→ Requests:
#1 In the logging coverage analysis, what coverage does the code coverage tool report for lib/utils/logger.ts?
#2 Rewrite the logging coverage analysis from "Post-impl tests: None" to "has no tests.", replacing "Marije" with "the reviewer".
#3 Decide whether each statement agrees with the logging coverage analysis. For each one, answer yes or no and quote the deciding words.
(a) The spec includes logging requirements.
(b) The logger has no branching logic.
(c) Failures in the logger do not affect user-facing behavior.
==== Quoted passage
Anna's spec does NOT mention logging requirements (logging is infrastructure, not feature behavior).
TDD tests: None (Antje correctly skipped — logging is not in the spec).
Post-impl tests: None (Marije did not test the logging utility).
Code coverage tool flags: lib/utils/logger.ts has 0% coverage.
RECONCILIATION_ANALYSIS¶
COVERAGE_CHECK: logger.ts has no tests.
SPEC_CHECK: The spec does not mention logging. Logging is an internal utility, not user-facing behavior.
WHY_THIS_DOES_NOT_MATTER:
- The logger is a thin wrapper around pino — testing it would test the pino library, not our code
- Logger failures do not affect user-facing behavior (fire-and-forget)
- The logger has no branching logic — it formats and outputs. There is nothing to "get wrong"
- Adding tests here would be test theater (see testing/calibration-examples.md, Example 5)
WHEN_LOGGING_GAPS_WOULD_MATTER:
- If the logger contained PII filtering logic — that MUST be tested
- If the logger wrote to a database (audit trail) — the write must be tested
- If the logger had conditional output (log level routing) — the routing must be tested
- If the spec explicitly required "all API calls must be logged" — coverage is required
BLOCKING: NO — cosmetic gap. Logging utility has no spec requirement and no business logic.
ACTION_ITEMS:
- Note in reconciliation report: "logger.ts untested — no spec requirement, no business logic, acceptable"
- If code coverage gate is set to a threshold that fails because of this, exclude lib/utils/logger.ts from coverage calculation (not from the codebase)
========
==== Supplied information
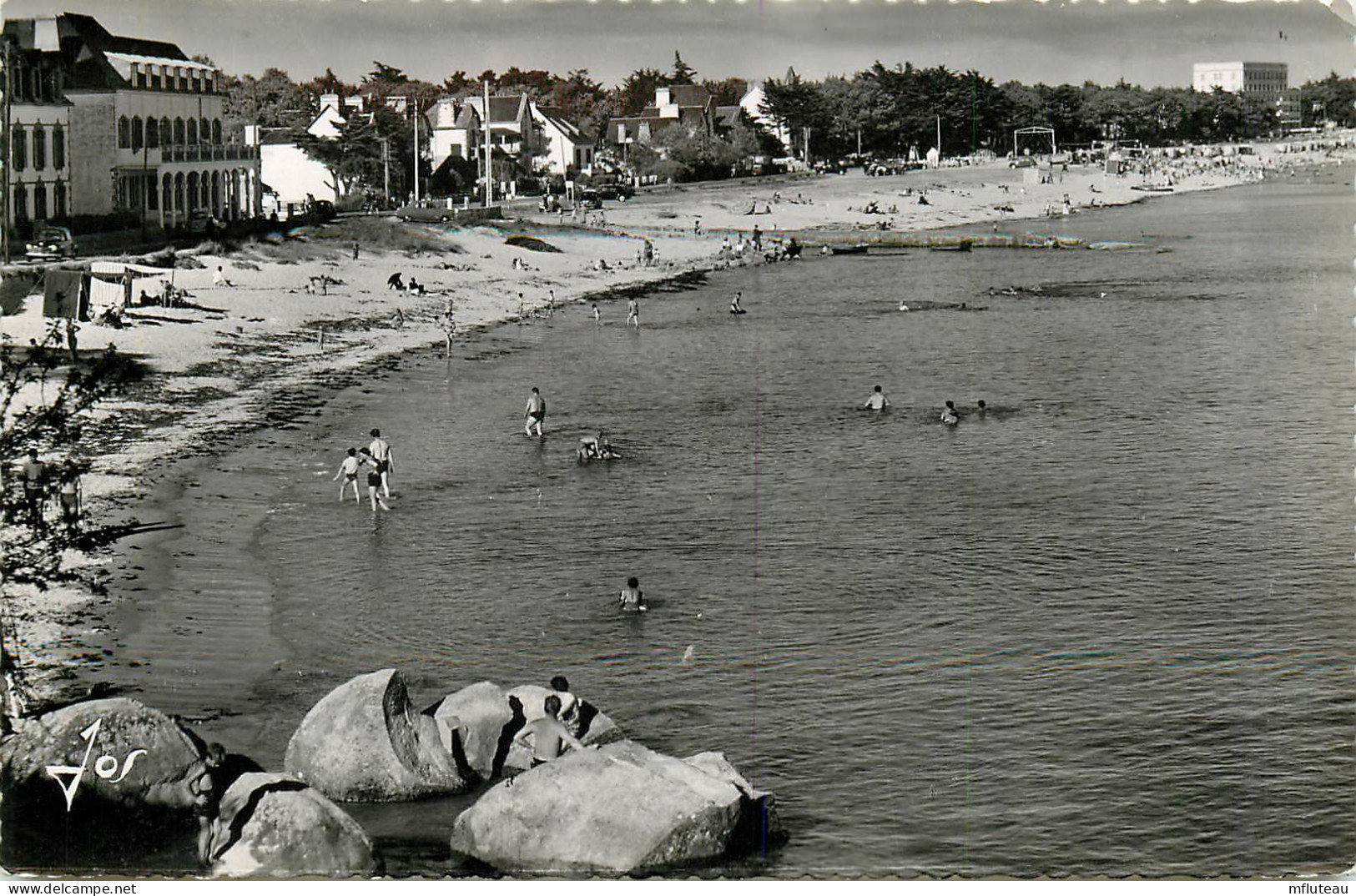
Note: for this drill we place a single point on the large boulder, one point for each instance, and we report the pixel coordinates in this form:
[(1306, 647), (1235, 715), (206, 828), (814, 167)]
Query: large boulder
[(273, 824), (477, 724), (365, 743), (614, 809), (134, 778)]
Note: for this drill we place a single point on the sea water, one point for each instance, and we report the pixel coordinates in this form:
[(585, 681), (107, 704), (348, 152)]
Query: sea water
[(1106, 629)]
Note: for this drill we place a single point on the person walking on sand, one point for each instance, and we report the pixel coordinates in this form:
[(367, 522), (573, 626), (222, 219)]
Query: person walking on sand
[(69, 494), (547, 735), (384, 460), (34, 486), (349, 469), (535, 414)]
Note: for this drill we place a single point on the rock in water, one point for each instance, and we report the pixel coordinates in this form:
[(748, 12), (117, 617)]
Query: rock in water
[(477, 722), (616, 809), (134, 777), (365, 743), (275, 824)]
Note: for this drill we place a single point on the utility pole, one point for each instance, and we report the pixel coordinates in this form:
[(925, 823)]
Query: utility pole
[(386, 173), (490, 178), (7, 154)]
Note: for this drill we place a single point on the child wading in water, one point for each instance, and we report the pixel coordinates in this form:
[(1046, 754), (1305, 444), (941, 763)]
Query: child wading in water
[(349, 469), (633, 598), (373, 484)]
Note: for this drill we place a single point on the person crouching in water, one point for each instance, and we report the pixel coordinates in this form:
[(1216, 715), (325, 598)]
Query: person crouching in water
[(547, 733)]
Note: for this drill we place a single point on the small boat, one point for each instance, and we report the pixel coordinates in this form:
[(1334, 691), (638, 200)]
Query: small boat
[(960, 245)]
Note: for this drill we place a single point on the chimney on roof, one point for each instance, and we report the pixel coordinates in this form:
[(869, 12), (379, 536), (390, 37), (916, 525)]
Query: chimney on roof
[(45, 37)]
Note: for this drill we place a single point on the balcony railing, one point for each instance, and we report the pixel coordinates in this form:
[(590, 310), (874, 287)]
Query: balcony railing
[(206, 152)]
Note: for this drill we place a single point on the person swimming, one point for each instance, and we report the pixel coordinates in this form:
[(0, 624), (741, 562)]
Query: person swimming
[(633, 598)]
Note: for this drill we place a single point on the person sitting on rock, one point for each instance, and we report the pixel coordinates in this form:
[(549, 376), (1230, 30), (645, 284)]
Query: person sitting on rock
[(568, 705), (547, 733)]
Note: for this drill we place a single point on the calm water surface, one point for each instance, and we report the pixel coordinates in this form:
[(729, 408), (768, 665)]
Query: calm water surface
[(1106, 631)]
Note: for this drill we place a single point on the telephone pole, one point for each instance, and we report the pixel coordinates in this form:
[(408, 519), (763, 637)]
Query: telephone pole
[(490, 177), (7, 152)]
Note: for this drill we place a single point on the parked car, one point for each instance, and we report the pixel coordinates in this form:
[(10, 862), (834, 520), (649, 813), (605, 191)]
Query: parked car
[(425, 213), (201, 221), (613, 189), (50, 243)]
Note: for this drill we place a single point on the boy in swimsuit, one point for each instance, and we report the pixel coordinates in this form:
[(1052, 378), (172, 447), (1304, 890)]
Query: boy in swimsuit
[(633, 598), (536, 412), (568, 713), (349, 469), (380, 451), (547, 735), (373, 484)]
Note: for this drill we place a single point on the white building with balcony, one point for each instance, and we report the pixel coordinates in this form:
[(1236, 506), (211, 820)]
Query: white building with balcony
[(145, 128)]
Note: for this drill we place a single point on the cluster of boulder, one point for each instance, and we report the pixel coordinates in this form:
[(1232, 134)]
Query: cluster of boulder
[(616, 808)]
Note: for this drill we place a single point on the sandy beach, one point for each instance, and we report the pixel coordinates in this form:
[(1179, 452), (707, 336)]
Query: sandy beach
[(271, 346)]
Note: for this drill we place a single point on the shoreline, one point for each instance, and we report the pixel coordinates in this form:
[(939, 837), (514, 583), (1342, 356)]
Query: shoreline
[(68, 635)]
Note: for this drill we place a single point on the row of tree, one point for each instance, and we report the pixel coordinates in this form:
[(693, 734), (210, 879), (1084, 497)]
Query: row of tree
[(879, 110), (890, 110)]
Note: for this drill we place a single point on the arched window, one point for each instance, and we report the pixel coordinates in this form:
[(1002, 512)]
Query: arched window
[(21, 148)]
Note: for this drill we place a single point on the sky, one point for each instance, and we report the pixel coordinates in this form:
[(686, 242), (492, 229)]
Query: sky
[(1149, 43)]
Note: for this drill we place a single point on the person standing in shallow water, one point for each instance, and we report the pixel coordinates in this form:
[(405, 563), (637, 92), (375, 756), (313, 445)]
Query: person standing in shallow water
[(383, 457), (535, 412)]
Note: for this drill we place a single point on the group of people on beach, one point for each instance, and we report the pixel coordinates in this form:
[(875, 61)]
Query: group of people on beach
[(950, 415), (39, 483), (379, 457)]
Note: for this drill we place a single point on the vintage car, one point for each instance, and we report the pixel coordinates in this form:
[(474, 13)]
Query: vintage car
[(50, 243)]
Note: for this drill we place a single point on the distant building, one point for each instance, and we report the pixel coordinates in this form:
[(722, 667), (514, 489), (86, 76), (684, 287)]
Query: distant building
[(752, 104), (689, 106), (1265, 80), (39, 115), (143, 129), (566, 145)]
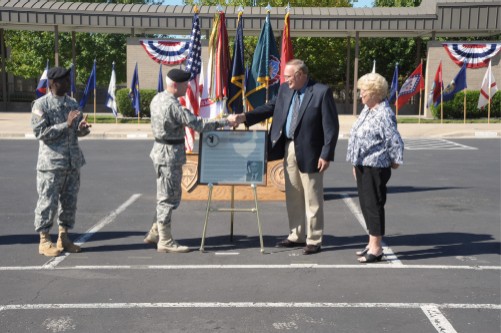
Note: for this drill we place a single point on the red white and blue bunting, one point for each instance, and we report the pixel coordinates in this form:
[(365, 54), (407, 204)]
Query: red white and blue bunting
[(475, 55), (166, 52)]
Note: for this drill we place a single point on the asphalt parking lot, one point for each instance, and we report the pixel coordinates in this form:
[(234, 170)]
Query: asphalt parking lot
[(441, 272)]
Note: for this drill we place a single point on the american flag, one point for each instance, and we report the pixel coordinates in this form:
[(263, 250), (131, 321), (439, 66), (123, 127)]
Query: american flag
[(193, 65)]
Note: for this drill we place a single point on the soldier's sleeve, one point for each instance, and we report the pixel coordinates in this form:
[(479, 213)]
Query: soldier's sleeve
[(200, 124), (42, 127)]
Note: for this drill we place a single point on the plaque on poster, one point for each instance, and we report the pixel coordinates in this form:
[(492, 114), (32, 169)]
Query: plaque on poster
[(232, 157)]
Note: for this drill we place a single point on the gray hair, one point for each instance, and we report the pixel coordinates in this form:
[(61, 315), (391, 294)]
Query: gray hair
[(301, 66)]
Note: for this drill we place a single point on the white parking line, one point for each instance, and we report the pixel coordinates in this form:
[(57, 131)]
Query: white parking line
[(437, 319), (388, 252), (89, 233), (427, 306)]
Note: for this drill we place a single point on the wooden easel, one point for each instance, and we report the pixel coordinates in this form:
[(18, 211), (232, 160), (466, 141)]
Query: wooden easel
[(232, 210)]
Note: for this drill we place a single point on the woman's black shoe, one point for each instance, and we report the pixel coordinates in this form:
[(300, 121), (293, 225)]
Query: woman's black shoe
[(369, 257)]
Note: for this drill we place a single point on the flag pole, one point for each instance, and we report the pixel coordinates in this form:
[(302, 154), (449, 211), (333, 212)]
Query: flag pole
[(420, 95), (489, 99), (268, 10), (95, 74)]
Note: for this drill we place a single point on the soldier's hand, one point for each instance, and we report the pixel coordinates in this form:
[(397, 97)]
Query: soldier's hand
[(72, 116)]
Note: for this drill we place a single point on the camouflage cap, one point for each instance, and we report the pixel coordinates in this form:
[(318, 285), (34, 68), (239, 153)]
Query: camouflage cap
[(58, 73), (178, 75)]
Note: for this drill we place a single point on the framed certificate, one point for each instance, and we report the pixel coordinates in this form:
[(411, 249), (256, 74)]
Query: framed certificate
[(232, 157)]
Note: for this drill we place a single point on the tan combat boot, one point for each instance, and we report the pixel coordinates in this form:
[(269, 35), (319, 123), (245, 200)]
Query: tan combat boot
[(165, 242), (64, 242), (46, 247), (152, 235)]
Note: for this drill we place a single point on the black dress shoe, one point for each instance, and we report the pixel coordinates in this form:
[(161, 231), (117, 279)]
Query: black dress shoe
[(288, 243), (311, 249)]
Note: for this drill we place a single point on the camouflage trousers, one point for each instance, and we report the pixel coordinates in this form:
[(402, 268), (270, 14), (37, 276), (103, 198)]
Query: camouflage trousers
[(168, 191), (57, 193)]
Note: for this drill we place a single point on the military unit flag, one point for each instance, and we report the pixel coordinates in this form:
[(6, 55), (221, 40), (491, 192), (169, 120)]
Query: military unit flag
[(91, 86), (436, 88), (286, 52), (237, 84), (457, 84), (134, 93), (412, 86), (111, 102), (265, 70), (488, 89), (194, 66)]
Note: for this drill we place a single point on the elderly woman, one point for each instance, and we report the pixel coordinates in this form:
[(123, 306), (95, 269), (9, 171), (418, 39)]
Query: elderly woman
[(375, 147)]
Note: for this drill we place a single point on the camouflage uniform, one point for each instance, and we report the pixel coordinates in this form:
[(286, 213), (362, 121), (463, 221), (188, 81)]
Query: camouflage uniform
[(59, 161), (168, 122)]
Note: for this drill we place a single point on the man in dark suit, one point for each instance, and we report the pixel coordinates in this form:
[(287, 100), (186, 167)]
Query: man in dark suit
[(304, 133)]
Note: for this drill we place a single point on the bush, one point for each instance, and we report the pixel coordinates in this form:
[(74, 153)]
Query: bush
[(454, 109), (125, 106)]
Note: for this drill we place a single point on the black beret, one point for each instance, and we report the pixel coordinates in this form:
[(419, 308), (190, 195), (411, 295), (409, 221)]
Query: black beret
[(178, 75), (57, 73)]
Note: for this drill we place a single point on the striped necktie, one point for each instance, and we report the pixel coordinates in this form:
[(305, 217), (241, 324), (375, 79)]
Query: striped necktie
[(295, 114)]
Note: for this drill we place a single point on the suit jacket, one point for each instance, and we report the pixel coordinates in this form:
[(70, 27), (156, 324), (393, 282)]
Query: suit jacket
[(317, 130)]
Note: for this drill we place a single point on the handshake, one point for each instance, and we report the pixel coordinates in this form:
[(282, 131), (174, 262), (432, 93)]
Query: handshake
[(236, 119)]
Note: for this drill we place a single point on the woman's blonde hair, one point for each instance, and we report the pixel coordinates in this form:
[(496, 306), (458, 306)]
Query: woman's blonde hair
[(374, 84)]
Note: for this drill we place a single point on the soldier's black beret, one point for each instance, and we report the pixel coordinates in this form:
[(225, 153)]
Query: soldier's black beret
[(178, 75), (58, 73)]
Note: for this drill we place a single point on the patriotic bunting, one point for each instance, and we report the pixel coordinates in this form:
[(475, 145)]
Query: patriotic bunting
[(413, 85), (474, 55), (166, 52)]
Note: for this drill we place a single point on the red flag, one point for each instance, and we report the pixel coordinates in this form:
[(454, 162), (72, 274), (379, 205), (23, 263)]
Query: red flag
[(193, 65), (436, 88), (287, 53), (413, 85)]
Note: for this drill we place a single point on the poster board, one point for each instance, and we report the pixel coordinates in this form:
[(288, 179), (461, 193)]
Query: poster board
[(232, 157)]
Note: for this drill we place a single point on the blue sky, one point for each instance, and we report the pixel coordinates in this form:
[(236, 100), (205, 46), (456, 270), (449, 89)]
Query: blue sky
========
→ Results of the tasks:
#1 0% coverage.

#2
Post-impl tests: None (the reviewer did not test the logging utility).
Code coverage tool flags: lib/utils/logger.ts has 0% coverage.
RECONCILIATION_ANALYSIS¶
COVERAGE_CHECK: logger.ts has no tests.

#3
(a) No: "Anna's spec does NOT mention logging requirements"
(b) Yes: "The logger has no branching logic"
(c) Yes: "Logger failures do not affect user-facing behavior (fire-and-forget)"